Top of Information given
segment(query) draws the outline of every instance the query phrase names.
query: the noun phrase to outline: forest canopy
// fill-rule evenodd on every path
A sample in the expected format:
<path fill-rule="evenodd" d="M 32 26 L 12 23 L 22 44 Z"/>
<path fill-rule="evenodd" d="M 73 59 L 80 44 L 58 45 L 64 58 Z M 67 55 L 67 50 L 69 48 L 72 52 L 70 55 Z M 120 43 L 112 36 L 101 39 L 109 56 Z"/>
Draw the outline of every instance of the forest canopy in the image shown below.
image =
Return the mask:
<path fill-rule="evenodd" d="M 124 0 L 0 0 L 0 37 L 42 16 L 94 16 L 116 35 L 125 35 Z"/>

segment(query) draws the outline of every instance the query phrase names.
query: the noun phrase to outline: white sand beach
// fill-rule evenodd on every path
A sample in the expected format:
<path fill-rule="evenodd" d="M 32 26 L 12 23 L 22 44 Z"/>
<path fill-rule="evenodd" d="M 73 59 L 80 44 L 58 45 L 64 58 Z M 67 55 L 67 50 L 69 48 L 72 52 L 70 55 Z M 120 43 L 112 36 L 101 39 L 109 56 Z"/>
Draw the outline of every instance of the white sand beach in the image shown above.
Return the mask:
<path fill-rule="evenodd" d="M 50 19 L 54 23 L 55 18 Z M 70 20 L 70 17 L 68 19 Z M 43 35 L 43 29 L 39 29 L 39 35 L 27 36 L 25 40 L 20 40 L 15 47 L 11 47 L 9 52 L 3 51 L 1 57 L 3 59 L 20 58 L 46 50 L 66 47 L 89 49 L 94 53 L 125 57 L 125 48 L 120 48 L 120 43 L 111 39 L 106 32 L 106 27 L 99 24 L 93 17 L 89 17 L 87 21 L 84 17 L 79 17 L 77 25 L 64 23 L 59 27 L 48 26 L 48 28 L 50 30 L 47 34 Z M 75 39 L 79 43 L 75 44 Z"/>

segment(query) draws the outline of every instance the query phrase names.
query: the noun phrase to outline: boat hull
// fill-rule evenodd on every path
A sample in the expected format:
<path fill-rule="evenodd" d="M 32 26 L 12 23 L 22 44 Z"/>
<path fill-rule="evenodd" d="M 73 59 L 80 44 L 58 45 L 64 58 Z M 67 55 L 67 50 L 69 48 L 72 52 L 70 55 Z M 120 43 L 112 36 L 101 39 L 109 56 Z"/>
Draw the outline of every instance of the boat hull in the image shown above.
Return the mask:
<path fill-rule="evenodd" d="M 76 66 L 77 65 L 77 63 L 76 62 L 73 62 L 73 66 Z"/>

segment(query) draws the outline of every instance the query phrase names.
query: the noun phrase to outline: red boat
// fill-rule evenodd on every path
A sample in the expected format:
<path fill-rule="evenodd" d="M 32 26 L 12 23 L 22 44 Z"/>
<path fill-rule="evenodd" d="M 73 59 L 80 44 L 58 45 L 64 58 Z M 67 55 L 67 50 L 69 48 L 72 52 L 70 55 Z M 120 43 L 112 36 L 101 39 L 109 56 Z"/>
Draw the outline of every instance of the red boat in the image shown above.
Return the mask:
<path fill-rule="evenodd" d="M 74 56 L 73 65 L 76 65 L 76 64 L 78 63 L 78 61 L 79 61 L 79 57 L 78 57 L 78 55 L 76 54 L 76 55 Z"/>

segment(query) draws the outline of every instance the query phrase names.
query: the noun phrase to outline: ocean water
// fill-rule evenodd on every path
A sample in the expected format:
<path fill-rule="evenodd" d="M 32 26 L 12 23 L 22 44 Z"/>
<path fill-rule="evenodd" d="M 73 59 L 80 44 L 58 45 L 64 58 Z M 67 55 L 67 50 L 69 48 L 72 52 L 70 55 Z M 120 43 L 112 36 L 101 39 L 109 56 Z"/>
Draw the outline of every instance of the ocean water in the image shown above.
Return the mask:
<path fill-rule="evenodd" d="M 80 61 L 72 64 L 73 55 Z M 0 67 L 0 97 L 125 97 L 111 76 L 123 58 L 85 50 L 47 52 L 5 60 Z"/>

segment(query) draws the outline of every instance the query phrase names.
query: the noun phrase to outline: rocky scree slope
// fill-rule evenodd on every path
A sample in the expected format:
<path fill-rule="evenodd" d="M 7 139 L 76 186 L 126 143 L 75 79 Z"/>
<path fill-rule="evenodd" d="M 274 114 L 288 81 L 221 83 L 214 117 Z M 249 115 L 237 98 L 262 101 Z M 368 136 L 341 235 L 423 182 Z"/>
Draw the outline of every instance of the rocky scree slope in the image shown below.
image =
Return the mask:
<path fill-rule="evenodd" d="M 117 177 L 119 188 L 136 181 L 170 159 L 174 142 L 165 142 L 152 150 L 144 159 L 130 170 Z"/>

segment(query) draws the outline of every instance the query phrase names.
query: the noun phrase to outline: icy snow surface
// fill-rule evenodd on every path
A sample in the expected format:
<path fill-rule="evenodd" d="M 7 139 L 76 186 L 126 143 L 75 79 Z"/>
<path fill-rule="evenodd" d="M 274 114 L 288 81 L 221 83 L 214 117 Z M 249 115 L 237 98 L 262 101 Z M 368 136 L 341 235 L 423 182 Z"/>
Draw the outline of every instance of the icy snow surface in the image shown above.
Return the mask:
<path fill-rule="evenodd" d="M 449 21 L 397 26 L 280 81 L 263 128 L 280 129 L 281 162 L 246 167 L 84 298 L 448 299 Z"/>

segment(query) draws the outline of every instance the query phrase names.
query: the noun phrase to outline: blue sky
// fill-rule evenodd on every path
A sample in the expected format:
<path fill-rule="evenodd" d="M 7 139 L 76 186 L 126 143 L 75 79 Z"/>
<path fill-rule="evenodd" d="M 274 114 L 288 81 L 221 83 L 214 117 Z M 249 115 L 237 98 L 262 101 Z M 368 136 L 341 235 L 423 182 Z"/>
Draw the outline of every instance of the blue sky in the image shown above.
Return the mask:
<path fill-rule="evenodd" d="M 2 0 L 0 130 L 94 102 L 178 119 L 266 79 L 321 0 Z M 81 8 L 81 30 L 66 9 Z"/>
Bottom of Information given
_Exercise instructions:_ Retype the material above exactly as given.

_Response:_
segment(query) draws the outline of every instance the query phrase names.
query: the noun phrase to outline: forest canopy
// fill-rule evenodd on every path
A sample in the expected format:
<path fill-rule="evenodd" d="M 32 26 L 12 23 L 22 44 Z"/>
<path fill-rule="evenodd" d="M 73 59 L 80 44 L 58 45 L 64 58 Z M 67 55 L 67 50 L 69 48 L 72 52 L 70 55 Z M 120 43 L 112 36 L 101 39 L 109 56 Z"/>
Draw the outline of every instance of the forest canopy in the image shown below.
image =
Return the mask:
<path fill-rule="evenodd" d="M 124 0 L 0 0 L 0 37 L 42 16 L 94 16 L 116 35 L 125 35 Z"/>

segment(query) draws the outline of every instance the query phrase names.
query: the noun phrase to outline: white sand beach
// fill-rule evenodd on every path
A sample in the expected format:
<path fill-rule="evenodd" d="M 32 26 L 12 23 L 22 44 Z"/>
<path fill-rule="evenodd" d="M 73 59 L 80 44 L 58 45 L 64 58 Z M 67 55 L 67 50 L 69 48 L 72 52 L 70 55 Z M 120 43 L 112 36 L 101 39 L 109 56 Z"/>
Draw the outline of every instance of the white sand beach in the image shown above.
Return the mask:
<path fill-rule="evenodd" d="M 50 19 L 54 23 L 55 18 Z M 70 20 L 70 17 L 68 19 Z M 43 35 L 43 29 L 39 29 L 39 35 L 27 36 L 25 40 L 20 40 L 15 47 L 11 47 L 9 52 L 3 51 L 1 57 L 3 59 L 20 58 L 46 50 L 66 47 L 89 49 L 94 53 L 125 57 L 125 48 L 120 48 L 120 43 L 111 39 L 106 32 L 106 27 L 99 24 L 93 17 L 89 17 L 87 21 L 84 17 L 79 17 L 77 25 L 64 23 L 59 27 L 48 26 L 48 28 L 50 30 L 47 34 Z M 75 39 L 79 43 L 75 44 Z"/>

segment(query) draws the outline of every instance the query phrase names.
query: the noun phrase to outline: boat hull
// fill-rule evenodd on every path
A sample in the expected format:
<path fill-rule="evenodd" d="M 32 26 L 12 23 L 22 44 Z"/>
<path fill-rule="evenodd" d="M 73 59 L 80 44 L 58 45 L 64 58 Z M 67 55 L 67 50 L 69 48 L 72 52 L 70 55 Z M 120 43 L 112 36 L 101 39 L 109 56 Z"/>
Draw the outline of every instance of the boat hull in the image shown above.
Return the mask:
<path fill-rule="evenodd" d="M 76 66 L 77 65 L 77 63 L 76 62 L 73 62 L 73 66 Z"/>

segment(query) draws the outline of every instance the query phrase names.
query: the noun phrase to outline: red boat
// fill-rule evenodd on every path
A sample in the expected format:
<path fill-rule="evenodd" d="M 32 26 L 12 23 L 22 44 Z"/>
<path fill-rule="evenodd" d="M 73 59 L 80 44 L 58 45 L 64 58 Z M 67 55 L 67 50 L 69 48 L 72 52 L 70 55 Z M 120 43 L 112 36 L 101 39 L 109 56 Z"/>
Draw the outline of every instance of the red boat in the image shown above.
Return the mask:
<path fill-rule="evenodd" d="M 74 56 L 73 65 L 76 65 L 76 64 L 78 63 L 78 61 L 79 61 L 79 57 L 78 57 L 78 55 L 76 54 L 76 55 Z"/>

segment(query) draws the outline of every instance the query phrase names.
query: the noun phrase to outline: ocean water
// fill-rule evenodd on every path
A sample in the expected format:
<path fill-rule="evenodd" d="M 32 26 L 12 23 L 22 44 Z"/>
<path fill-rule="evenodd" d="M 73 59 L 80 44 L 58 45 L 64 58 Z M 67 55 L 67 50 L 69 48 L 72 52 L 70 55 Z M 120 43 L 112 36 L 101 39 L 109 56 Z"/>
Draw the outline of every instance of the ocean water in the image shown above.
Return the mask:
<path fill-rule="evenodd" d="M 80 61 L 72 64 L 73 55 Z M 0 67 L 0 97 L 125 97 L 111 76 L 123 58 L 85 50 L 47 52 L 5 60 Z"/>

segment(query) draws the outline of every instance the query phrase names.
query: the noun phrase to outline: rocky scree slope
// fill-rule evenodd on every path
A sample in the expected format:
<path fill-rule="evenodd" d="M 7 139 L 76 186 L 126 143 L 75 79 Z"/>
<path fill-rule="evenodd" d="M 274 114 L 288 81 L 221 83 L 214 117 Z M 249 115 L 237 98 L 262 101 Z M 368 136 L 341 235 L 423 182 Z"/>
Draw the outline of every instance of the rocky scree slope in the image shown below.
image =
Return the mask:
<path fill-rule="evenodd" d="M 117 177 L 119 188 L 136 181 L 170 159 L 174 142 L 165 142 L 152 150 L 144 159 L 130 170 Z"/>

segment(query) draws the outline of every instance the query phrase names.
query: the noun phrase to outline: icy snow surface
// fill-rule evenodd on every path
A sample in the expected format:
<path fill-rule="evenodd" d="M 7 139 L 76 186 L 126 143 L 75 79 Z"/>
<path fill-rule="evenodd" d="M 274 114 L 288 81 L 221 83 L 214 117 Z M 249 115 L 237 98 L 262 101 Z M 368 136 L 341 235 L 423 182 Z"/>
Draw the outline of every instance of the icy snow surface in the image shown above.
Return the mask:
<path fill-rule="evenodd" d="M 449 21 L 397 26 L 280 81 L 263 128 L 280 129 L 281 162 L 246 167 L 84 298 L 448 299 Z"/>

segment(query) draws the outline of every instance the query phrase names.
query: the noun phrase to outline: blue sky
// fill-rule evenodd on every path
A sample in the expected format:
<path fill-rule="evenodd" d="M 7 139 L 76 186 L 126 143 L 75 79 Z"/>
<path fill-rule="evenodd" d="M 274 114 L 288 81 L 221 83 L 214 117 Z M 249 115 L 237 98 L 262 101 Z M 368 136 L 341 235 L 423 182 Z"/>
Draw the outline of every instance of the blue sky in the image shown above.
Return the mask:
<path fill-rule="evenodd" d="M 2 0 L 0 130 L 94 102 L 178 119 L 266 79 L 321 0 Z M 81 8 L 81 30 L 66 9 Z"/>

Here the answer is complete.